PROMPT A - Return the passage from the Directory Server page below exactly, starting at "Directory Server" and ending at "anything in Cogment.".

PAGE EXTRACT -
+ + +
Skip to main content

Directory Server

The Directory is an implementation of the directory gRPC service. It is the service to find other services. Typically, every other Cogment service only needs to know the address of the Directory to access anything in Cogment.

A regular health check is done on non-permanent network services to make sure they remain available (i.e. network reachable). If a service fails the health check, it is automatically removed from the Directory.

The Directory works in tandem with the Cogment endpoints, in particular the ones with a discover host (referred as discovery endpoints).

A Directory Client is also part of the Cogment CLI to access the Directory from the command line.

Command line

The Directory is a Cogment CLI service:

$ cogment services directory --port=9005

Options

port

The TCP port where to serve the directory gRPC service. This is where the users of the Directory connect to.

Can be specified as:

  • a command line option, e.g. --port,
  • an environment variable, e.g. COGMENT_DIRECTORY_PORT,
  • default value is 9005.

grpc_reflection

Whether or not to enable gRPC reflection on the served directory endpoint.

Can be specified as:

  • a command line option, e.g. --grpc_reflection,
  • an environment variable, e.g. COGMENT_DIRECTORY_GRPC_REFLECTION=1,
  • by default, it is disabled.

log_level

Set to define the minimum level for logging. Possible values are: off, error, warning, info, debug, trace.

Can be specified as:

  • a command line option, e.g. --log_level=debug,
  • an environment variable, e.g. COGMENT_LOG_LEVEL=info,
  • default value is info.

log_file

Base file name for daily log output. The name will be suffixed with the date and a new file will be made every day. If not provided, the logs go to stdout.
+ + +
MATERIAL SHOWN -
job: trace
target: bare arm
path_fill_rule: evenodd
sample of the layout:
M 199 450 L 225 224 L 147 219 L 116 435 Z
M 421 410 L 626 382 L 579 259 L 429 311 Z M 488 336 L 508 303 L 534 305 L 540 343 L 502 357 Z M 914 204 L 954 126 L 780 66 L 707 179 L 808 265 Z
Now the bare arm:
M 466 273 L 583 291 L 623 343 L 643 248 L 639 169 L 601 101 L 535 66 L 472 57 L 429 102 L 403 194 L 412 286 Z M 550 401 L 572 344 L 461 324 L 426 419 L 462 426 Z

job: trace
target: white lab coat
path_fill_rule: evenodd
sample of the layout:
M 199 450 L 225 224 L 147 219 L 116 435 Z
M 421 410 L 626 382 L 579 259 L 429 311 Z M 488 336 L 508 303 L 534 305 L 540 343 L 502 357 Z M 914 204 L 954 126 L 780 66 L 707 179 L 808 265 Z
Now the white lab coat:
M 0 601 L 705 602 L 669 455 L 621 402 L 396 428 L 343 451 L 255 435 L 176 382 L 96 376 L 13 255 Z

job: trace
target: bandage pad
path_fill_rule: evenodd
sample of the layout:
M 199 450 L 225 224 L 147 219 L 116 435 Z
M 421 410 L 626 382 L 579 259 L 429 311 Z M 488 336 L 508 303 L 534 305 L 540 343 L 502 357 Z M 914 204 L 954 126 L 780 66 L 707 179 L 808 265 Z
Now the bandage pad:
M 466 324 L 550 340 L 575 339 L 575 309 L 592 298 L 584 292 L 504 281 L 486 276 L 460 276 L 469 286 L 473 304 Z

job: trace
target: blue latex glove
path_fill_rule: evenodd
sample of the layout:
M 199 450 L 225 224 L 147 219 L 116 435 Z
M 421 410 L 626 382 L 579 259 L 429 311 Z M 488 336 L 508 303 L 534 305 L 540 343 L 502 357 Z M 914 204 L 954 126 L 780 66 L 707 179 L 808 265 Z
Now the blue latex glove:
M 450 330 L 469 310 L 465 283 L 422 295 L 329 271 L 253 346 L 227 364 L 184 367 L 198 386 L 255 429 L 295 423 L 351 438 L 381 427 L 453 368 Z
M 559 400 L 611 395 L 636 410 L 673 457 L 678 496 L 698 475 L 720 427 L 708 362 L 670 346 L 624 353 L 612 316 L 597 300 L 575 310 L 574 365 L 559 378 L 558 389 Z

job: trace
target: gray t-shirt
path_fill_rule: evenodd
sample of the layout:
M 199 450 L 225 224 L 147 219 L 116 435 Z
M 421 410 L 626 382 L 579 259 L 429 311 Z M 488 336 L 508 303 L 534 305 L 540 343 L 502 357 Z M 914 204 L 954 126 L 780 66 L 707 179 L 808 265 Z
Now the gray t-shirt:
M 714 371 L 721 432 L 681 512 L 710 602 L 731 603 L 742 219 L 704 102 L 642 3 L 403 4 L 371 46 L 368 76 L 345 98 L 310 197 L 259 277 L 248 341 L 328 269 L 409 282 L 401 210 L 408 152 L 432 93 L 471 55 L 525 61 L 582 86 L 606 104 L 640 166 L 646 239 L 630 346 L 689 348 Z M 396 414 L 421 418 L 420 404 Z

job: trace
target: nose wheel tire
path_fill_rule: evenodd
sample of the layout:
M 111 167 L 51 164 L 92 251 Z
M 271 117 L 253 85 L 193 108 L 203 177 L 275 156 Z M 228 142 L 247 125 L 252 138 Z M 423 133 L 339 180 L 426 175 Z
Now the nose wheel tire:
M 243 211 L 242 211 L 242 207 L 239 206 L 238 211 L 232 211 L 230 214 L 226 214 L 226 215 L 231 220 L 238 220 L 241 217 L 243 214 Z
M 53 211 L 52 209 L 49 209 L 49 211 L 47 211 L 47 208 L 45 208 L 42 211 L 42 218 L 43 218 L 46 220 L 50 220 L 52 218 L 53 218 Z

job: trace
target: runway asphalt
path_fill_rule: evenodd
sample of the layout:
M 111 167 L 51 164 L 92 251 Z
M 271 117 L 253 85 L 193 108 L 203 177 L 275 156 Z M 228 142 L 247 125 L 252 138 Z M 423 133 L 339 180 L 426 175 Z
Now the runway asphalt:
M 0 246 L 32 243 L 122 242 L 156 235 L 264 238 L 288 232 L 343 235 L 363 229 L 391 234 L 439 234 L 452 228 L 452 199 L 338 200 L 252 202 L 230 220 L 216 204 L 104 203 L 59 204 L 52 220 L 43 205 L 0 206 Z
+ + +
PROMPT B - Identify every line of the records above that contains the word "glove", with case counting.

OUTPUT A -
Directory Server

The Directory is an implementation of the directory gRPC service. It is the service to find other services. Typically, every other Cogment service only needs to know the address of the Directory to access anything in Cogment.

OUTPUT B -
target: blue latex glove
Now the blue latex glove:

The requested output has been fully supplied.